▶ **EXERCISE DATA**

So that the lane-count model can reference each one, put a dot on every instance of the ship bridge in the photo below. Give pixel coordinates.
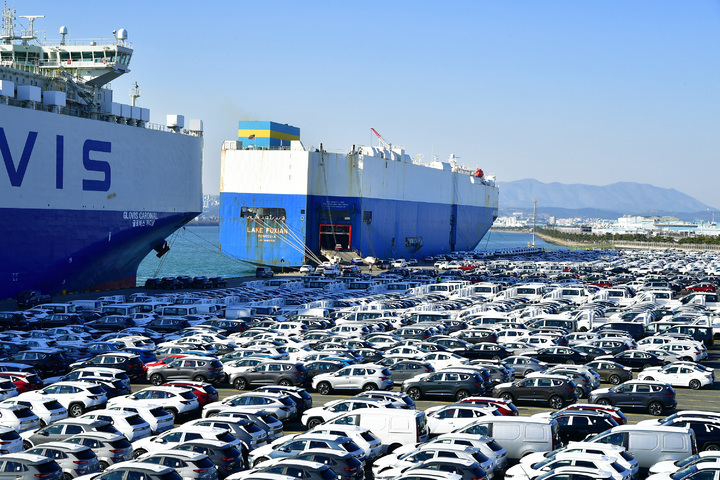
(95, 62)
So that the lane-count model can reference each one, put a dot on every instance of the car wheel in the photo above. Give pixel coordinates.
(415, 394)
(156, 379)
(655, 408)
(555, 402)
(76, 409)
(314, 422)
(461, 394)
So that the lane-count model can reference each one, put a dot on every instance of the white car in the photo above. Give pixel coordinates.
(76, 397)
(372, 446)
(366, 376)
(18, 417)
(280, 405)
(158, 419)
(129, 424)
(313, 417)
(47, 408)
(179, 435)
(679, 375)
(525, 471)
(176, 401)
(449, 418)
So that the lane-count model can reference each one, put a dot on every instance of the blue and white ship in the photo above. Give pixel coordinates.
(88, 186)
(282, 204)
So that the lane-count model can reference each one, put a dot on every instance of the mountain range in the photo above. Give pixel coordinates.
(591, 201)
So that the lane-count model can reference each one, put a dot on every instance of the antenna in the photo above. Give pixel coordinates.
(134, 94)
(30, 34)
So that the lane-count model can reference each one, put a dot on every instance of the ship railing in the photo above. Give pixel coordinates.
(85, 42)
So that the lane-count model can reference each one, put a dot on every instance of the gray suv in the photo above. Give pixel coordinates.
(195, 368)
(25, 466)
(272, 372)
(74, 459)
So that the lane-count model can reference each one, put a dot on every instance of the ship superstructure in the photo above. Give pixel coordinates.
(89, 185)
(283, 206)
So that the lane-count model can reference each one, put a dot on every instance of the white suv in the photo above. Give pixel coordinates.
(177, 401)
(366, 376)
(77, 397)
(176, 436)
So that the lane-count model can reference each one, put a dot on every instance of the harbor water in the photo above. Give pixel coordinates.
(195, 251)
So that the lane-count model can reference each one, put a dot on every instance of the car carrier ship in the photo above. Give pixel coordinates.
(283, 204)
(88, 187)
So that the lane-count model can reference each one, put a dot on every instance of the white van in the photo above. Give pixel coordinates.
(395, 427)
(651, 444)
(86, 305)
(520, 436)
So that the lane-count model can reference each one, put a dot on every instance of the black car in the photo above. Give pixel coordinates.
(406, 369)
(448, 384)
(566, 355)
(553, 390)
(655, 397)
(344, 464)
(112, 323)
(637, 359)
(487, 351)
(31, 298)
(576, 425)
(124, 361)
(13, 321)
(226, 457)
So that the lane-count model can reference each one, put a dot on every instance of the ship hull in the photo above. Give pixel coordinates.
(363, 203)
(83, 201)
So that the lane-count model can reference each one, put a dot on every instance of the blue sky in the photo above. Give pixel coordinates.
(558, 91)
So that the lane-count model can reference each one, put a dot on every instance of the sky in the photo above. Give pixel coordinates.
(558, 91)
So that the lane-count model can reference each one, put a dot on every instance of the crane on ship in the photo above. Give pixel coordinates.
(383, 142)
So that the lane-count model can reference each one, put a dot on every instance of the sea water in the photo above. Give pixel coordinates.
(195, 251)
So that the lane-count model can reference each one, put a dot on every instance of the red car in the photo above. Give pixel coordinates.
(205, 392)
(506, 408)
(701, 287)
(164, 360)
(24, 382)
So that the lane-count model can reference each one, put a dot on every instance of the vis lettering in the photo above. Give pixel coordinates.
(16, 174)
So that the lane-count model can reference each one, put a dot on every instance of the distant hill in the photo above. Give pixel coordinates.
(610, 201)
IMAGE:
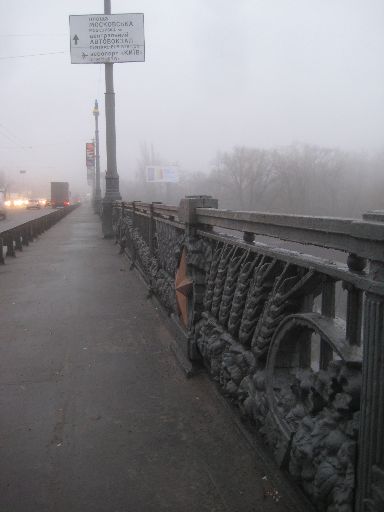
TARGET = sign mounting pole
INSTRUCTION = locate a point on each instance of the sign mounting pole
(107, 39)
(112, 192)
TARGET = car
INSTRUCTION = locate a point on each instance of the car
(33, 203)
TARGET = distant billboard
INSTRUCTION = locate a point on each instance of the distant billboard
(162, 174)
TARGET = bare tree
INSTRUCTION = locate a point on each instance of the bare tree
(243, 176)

--

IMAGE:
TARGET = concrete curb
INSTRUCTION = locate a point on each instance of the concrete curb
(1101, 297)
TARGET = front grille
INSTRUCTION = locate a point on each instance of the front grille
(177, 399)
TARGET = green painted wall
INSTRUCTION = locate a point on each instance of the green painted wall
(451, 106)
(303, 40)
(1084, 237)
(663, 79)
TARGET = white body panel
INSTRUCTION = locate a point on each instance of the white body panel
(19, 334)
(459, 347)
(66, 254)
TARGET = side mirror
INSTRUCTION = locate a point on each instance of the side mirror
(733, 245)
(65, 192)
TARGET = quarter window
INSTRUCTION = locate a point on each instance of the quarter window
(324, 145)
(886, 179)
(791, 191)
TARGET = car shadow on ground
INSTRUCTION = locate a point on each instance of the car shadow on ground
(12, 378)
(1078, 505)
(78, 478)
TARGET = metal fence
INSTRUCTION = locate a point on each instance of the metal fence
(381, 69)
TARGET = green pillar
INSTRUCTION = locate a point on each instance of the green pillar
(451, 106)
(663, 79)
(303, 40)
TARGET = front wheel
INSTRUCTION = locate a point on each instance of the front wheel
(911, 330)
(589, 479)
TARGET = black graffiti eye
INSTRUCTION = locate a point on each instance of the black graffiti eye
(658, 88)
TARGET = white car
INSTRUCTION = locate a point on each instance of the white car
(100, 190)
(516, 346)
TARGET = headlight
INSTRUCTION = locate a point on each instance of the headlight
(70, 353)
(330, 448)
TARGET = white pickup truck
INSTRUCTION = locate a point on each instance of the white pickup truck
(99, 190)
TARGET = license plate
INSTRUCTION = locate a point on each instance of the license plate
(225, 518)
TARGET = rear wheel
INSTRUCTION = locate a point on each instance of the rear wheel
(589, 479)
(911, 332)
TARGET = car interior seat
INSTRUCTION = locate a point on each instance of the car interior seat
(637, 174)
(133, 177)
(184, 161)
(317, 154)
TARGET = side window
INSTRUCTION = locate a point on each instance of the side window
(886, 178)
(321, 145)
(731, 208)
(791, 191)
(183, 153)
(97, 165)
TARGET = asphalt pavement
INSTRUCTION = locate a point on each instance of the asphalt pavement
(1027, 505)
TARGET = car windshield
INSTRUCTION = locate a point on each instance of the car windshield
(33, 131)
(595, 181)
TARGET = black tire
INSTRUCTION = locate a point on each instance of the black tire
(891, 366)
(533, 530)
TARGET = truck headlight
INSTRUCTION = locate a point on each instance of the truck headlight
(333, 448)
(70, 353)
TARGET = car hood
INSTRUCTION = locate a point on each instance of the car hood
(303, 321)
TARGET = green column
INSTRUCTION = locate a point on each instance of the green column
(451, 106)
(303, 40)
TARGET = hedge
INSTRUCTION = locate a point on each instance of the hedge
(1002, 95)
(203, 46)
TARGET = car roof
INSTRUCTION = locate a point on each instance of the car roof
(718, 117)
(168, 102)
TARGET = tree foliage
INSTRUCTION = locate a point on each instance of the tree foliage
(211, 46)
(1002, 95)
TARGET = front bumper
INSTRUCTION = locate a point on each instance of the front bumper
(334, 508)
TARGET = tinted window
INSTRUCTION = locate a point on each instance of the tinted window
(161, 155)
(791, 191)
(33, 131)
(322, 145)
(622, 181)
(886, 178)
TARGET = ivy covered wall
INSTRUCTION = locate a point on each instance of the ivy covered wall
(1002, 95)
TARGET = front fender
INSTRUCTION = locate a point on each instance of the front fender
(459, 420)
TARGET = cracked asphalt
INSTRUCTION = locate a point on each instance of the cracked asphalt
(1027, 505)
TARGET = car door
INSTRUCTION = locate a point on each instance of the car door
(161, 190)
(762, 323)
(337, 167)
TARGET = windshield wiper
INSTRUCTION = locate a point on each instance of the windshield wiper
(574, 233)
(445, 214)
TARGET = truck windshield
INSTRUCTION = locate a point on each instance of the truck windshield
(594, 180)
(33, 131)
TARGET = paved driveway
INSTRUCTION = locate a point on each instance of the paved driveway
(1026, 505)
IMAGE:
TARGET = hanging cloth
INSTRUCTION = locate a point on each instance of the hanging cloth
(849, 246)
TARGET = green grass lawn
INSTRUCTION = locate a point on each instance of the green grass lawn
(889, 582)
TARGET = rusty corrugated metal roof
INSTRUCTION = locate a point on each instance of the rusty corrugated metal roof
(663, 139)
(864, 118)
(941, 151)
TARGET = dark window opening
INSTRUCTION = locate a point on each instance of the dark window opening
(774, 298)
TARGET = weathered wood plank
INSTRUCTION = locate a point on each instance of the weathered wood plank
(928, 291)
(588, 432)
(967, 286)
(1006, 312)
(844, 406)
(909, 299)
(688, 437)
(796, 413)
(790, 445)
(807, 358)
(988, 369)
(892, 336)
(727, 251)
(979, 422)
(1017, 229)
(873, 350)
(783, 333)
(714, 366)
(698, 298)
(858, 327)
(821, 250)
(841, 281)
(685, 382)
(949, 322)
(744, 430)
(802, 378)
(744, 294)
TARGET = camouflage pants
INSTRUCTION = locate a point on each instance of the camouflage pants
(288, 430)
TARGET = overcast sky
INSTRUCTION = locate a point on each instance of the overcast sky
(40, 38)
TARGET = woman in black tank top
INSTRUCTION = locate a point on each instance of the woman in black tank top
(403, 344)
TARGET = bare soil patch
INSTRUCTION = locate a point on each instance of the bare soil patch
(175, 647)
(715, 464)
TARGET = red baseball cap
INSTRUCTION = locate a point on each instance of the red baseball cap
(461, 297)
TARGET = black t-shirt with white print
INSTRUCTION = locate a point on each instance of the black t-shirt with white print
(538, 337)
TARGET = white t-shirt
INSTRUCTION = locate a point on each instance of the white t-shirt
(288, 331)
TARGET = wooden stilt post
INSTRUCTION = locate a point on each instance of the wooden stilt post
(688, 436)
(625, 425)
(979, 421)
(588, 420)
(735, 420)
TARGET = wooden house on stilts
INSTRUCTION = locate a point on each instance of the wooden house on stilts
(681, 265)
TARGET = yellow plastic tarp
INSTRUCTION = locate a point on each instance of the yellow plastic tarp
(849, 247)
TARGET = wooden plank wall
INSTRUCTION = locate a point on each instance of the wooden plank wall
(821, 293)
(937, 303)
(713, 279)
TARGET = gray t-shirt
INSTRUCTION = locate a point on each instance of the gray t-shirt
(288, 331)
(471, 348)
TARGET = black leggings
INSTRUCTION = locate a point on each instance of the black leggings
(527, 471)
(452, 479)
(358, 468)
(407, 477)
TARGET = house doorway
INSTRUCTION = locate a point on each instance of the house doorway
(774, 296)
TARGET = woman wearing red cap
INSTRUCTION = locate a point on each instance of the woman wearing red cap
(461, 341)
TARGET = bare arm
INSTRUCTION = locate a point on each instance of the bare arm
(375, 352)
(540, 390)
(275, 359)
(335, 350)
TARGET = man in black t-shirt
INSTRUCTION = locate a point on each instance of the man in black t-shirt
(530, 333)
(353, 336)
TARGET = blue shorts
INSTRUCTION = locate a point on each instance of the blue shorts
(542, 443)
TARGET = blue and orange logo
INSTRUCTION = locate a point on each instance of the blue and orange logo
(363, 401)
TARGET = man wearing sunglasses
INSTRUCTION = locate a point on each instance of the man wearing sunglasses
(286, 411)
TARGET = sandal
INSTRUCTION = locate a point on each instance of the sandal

---

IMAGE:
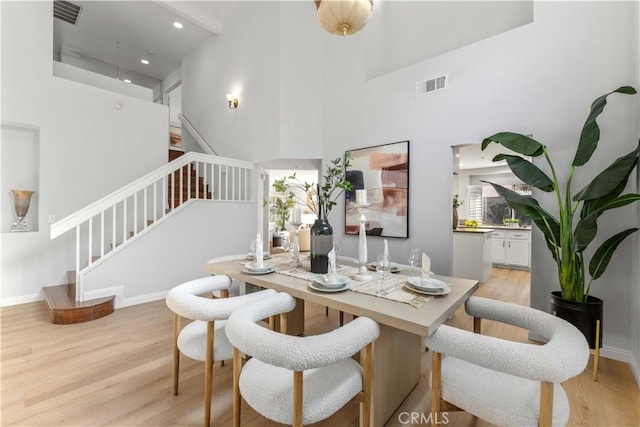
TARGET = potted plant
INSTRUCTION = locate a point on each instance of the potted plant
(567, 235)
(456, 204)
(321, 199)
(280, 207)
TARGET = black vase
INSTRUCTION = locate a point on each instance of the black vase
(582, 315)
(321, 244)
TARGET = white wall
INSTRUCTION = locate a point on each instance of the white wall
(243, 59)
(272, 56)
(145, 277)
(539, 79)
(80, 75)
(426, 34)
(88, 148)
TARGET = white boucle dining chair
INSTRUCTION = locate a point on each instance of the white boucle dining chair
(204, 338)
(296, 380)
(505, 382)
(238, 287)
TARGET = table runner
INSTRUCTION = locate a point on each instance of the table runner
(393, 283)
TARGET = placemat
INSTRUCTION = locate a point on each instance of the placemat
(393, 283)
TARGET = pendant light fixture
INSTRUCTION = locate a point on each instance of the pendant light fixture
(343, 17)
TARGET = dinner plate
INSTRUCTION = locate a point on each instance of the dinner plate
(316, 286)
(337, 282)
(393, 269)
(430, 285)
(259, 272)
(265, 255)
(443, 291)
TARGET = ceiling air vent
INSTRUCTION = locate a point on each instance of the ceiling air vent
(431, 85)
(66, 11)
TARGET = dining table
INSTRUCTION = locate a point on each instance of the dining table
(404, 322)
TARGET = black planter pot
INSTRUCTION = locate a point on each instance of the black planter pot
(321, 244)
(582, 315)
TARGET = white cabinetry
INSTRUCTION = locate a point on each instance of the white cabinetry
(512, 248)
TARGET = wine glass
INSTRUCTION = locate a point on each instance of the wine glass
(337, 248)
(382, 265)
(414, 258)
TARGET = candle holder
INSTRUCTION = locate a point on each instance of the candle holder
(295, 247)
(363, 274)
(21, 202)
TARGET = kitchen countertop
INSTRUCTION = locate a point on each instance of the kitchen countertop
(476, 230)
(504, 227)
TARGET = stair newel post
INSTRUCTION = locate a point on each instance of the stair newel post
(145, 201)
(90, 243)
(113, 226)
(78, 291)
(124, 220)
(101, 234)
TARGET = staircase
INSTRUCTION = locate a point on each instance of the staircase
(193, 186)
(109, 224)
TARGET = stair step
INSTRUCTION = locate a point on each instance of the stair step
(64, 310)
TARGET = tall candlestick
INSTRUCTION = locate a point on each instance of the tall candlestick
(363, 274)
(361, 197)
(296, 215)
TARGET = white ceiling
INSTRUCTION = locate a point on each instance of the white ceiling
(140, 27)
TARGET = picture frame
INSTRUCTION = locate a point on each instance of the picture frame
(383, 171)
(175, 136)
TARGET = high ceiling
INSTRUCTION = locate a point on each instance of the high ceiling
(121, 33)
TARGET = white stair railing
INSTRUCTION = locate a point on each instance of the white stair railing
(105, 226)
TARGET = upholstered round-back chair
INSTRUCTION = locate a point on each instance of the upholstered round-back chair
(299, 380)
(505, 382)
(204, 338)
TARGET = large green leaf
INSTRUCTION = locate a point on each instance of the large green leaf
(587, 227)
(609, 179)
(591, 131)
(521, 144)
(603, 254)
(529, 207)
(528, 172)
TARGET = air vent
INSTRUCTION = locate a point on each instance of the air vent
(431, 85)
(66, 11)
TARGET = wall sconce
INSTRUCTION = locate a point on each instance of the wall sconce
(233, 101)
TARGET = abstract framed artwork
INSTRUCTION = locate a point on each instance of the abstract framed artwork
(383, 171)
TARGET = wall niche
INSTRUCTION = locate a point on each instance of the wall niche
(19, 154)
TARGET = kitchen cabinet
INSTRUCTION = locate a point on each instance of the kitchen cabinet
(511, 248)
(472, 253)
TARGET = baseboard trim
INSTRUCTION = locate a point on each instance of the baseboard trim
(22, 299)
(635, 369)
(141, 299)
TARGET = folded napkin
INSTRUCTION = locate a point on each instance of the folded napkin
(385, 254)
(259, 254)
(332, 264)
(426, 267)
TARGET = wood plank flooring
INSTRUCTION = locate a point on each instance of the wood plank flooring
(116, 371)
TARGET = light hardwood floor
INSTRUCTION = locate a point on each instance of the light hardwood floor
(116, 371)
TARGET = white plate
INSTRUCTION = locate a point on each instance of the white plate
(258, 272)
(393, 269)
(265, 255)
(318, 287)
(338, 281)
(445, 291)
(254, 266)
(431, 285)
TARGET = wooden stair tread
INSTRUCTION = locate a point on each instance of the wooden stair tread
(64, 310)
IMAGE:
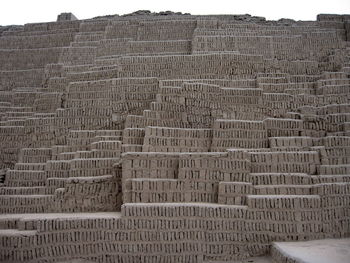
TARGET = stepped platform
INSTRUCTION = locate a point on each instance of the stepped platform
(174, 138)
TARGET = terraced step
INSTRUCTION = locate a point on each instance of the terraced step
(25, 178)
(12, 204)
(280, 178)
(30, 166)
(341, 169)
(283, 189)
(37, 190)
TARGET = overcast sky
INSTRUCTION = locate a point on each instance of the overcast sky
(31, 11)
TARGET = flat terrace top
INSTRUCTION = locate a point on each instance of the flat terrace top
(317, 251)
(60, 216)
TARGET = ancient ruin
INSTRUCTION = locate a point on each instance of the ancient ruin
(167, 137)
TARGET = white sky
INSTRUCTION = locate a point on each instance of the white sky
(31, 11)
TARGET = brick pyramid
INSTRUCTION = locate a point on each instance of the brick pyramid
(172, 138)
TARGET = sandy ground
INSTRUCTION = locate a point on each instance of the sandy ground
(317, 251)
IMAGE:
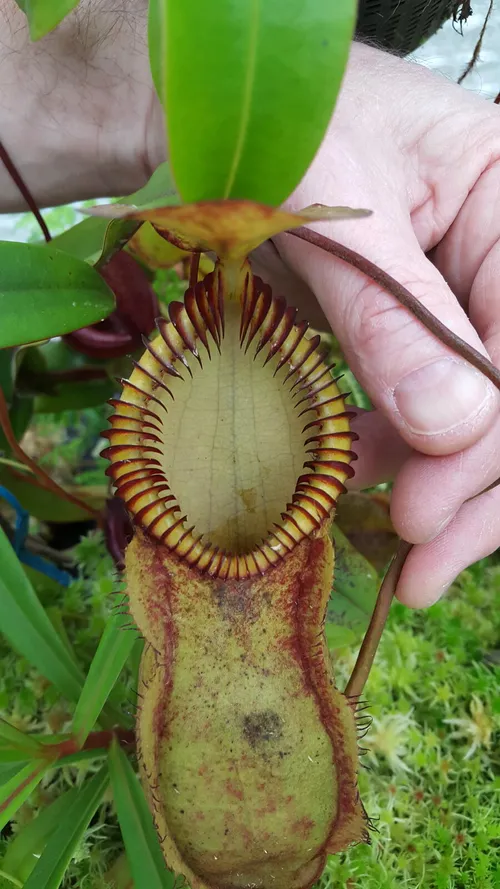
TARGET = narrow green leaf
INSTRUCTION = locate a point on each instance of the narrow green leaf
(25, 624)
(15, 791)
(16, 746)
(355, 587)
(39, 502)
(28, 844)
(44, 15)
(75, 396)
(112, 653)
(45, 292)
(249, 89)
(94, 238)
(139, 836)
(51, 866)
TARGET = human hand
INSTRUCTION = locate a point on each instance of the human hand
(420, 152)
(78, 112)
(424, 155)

▶ **ABOUT THIS TASK**
Identify each line in the records above containing the word "sandal"; copy those lines.

▶ **OUTPUT**
TARGET = sandal
INSTRUCTION = locate a point on each instance of the sandal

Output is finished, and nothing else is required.